→ **DOCUMENT EXTRACT**:
☆ ☆ ☆ ☆

Re-queening a hive

Five hives in the same blueberrry meadow, same flowers, same sun, same loving care.  Yet, each hive has it’s own personality.  One hive is very gentle and will let us manhandle them without a peep.  Another colony is so focused on building its honey stores that they almost bump into us as they streak back to the hive.  But when one hive became particularly irritable in the last week, my beekeeping partner, Betty, and I decided to take a closer look. 

One sign of normal hive activity is lots of baby bees in the nursery.  These future workers ensure the survival of the hive.  When we opened our irritable hive, we observed that the nursery was a ghost town.  The hive seemed to have lost its queen.  Our suspicions were further confirmed when we noticed that in a pitiful attempt to raise a new queen, the worker bees had constructed special queen cells in the empty nursery.  Ideally, hives use queen cells to prepare for the birth of a new queen when their aging queen is running out of eggs.  But this hive was clearly missing its queen altogether.  No wonder they were in such a bad mood.

This late in the summer, finding a new queen is not easy.  Fortuntely, we know a bee supplier who happened to have one queen that had been ordered by another beekeeper and then forgotten.  He was glad to dontate her to the worthy cause of keeping the hive alive. 

Like most new queens, she came in a little cage, surrounded by five attendant bees, who look after her and feed her.  The tiny queen cage has a small plug made of marshmallow that the bees must chew to liberate the new queen.  By the time they have worked through the sweet, white plug, everyone has become used to each other’s smell and the hive is ready to accept their new monarch.

Queen cage with white marshmallow plug, held in place by wax and honey.

We fixed the queen’s cage in the hive by pressing it into a frame of wax and honey.  Then we closed up the hive and walked away.  When we checked three days later, the cage was empty and the nursery was showing signs of activity.  The hive was calm once again.  

Our new queen is an Italian honeybee.  Italian bees were first brought from Europe to North American in the 17th century.  No wonder the hive was calmer.  Their queen came from an old and venerable line of sweet lovers.

☆ ☆ ☆ ☆

→ **THINGS TO DO**:
**a.** For the article on re-queening a hive, decide whether each statement agrees with it: (i) the irritable hive's nursery was full of baby bees; (ii) the new queen's cage had a marshmallow plug; (iii) the hive was checked again a week after the cage was put in. Answer yes or no for each and quote the deciding words.
**b.** Quote everything in the article on re-queening a hive from "Five hives in the" down to "a closer look.".
The records that follow are not needed for anything here.

→ **RECORDS SUPPLIED**:
☆ ☆ ☆ ☆

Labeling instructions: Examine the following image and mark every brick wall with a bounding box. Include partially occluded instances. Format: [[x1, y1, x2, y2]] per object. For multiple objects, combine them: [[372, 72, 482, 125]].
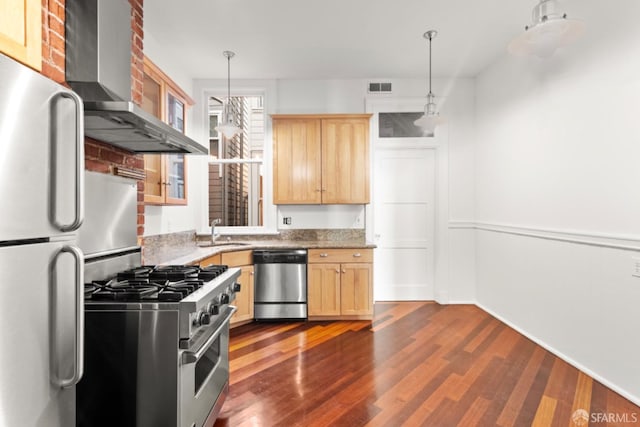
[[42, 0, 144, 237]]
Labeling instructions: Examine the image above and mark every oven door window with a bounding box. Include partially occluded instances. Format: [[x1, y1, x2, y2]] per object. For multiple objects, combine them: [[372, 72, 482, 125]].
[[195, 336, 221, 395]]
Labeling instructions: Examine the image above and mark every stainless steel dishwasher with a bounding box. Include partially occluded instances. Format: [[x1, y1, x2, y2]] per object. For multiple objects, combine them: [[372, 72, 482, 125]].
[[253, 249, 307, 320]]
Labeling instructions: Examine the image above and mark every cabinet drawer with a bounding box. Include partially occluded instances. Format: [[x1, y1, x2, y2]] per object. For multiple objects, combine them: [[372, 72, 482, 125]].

☆ ☆ ☆ ☆

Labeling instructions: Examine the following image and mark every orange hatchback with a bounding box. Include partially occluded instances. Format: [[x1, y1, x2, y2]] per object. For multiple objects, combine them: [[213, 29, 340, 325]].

☆ ☆ ☆ ☆

→ **EXPECTED RESULTS**:
**a.**
(i) No: "the nursery was a ghost town"
(ii) Yes: "The tiny queen cage has a small plug made of marshmallow"
(iii) No: "When we checked three days later, the cage was empty"

**b.**
Five hives in the same blueberrry meadow, same flowers, same sun, same loving care.  Yet, each hive has it’s own personality.  One hive is very gentle and will let us manhandle them without a peep.  Another colony is so focused on building its honey stores that they almost bump into us as they streak back to the hive.  But when one hive became particularly irritable in the last week, my beekeeping partner, Betty, and I decided to take a closer look.